▶ **Problem description**: Since the records include pictures, leave those out while you reproduce exactly and only the lines from the one containing "Check that every instance of the row" through the one containing "[[144, 181], [291, 23], [135, 137], [56, 100]]", inclusive.

▶ **Data for review**:
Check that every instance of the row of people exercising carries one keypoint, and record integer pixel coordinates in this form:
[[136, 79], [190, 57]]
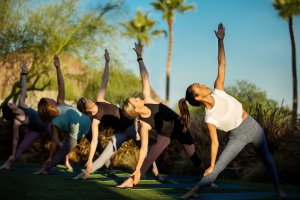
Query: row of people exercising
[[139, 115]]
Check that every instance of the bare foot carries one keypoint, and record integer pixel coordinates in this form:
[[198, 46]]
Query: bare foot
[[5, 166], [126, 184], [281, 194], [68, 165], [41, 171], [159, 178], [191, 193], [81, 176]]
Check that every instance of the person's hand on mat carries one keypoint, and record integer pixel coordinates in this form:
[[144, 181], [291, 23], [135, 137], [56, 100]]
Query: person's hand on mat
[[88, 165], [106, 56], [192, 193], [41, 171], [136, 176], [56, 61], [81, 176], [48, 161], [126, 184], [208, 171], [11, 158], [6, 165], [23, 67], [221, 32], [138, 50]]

==

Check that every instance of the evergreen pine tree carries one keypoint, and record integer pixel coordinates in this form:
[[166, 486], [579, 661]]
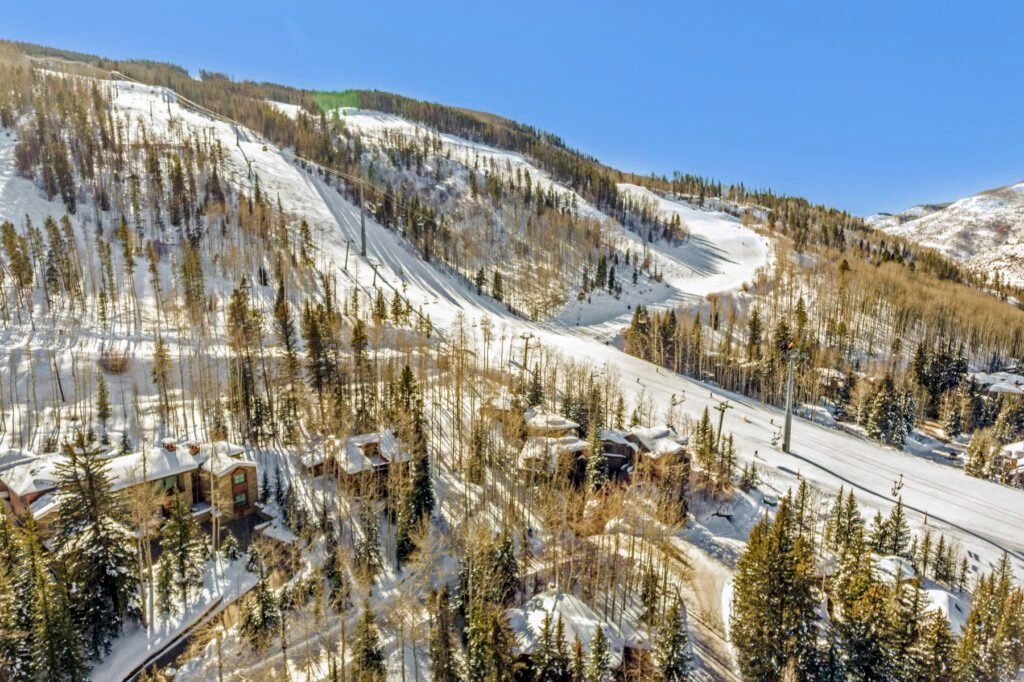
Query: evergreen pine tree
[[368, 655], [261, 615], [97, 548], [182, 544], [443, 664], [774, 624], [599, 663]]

...

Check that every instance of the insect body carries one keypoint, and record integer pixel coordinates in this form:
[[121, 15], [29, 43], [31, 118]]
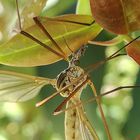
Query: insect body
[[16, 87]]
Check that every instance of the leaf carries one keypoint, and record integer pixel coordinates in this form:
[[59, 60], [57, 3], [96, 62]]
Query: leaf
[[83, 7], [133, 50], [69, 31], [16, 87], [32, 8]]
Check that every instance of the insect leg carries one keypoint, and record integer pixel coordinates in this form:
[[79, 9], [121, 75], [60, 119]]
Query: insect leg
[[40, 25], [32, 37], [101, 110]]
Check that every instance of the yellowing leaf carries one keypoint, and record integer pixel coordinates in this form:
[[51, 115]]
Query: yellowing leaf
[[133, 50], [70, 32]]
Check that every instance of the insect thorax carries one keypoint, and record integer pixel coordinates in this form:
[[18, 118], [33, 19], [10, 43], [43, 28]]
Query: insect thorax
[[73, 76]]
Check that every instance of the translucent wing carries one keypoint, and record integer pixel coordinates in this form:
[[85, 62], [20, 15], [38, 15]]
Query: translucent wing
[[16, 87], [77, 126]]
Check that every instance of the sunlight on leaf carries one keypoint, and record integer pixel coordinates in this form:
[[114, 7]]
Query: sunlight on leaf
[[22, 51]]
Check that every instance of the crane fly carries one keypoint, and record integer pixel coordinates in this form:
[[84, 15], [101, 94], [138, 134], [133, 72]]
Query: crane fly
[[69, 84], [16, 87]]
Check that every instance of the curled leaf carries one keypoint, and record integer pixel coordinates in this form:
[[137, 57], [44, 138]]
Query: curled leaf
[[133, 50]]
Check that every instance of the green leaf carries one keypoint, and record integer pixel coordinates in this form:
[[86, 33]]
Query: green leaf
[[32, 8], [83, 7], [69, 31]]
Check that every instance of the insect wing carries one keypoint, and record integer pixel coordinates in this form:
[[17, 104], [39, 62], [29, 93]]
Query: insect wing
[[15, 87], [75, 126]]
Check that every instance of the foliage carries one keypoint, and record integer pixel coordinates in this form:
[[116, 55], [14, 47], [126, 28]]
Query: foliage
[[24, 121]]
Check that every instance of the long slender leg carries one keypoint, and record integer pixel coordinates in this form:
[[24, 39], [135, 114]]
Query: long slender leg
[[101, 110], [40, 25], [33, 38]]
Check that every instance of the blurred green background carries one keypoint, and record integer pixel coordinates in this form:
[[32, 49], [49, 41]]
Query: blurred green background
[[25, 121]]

▶ **Response to this task**:
Check that every instance of the row of people exercising carries one keypoint, and record integer pixel coordinates in this form:
[[136, 79], [190, 57]]
Query: row of people exercising
[[139, 115]]
Check that every instance of the bare foot carries one keypoint, and record integer pixel coordinates in this form:
[[198, 46]]
Query: bare foot
[[5, 166], [126, 184], [281, 194], [68, 165], [41, 171], [159, 178], [191, 193], [81, 176]]
Check that every instance of the person's hand on mat carries one keypoint, and record integer pixel coordinates in this form:
[[144, 181], [291, 23], [135, 137], [56, 100]]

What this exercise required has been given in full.